- **EXERCISE MATERIALS**:
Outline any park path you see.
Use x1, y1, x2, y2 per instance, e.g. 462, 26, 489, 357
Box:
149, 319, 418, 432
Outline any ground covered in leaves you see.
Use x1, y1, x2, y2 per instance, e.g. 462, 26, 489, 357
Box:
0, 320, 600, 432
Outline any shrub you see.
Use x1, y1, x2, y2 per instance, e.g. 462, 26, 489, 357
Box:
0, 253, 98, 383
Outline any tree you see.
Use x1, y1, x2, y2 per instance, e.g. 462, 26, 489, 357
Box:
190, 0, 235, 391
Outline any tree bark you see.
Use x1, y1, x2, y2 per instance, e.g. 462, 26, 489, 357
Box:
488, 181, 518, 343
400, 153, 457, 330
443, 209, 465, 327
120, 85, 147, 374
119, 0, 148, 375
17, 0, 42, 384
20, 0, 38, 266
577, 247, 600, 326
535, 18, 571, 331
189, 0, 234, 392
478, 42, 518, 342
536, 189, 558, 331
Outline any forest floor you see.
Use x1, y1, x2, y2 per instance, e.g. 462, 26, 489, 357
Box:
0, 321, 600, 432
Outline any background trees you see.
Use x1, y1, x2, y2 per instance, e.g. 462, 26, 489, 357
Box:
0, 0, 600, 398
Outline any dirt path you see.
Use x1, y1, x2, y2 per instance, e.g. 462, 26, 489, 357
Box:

...

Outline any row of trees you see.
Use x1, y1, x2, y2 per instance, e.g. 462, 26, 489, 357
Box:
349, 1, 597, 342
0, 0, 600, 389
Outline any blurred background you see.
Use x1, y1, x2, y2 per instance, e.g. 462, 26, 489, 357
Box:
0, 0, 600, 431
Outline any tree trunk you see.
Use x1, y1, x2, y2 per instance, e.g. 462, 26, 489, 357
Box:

---

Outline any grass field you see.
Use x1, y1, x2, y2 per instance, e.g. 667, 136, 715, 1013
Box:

- **INSTRUCTIONS TO FOLLOW**: Lay out the data starting at the line containing "Outline any shrub you see." and ending at the line containing "190, 0, 235, 391" as a two-column CSV with the headers text and answer. Give each text and its answer one row, each in a single quoted field, with line breaks turned into spaces.

- **EXERCISE SOLUTION**:
text,answer
"Outline any shrub you see. Use x1, y1, x2, y2 per instance, e.g. 462, 26, 489, 357 Box:","0, 253, 98, 383"
"Outline any tree you see. Use x1, y1, x2, y2 per instance, e.g. 462, 26, 489, 357 Box:","190, 0, 235, 391"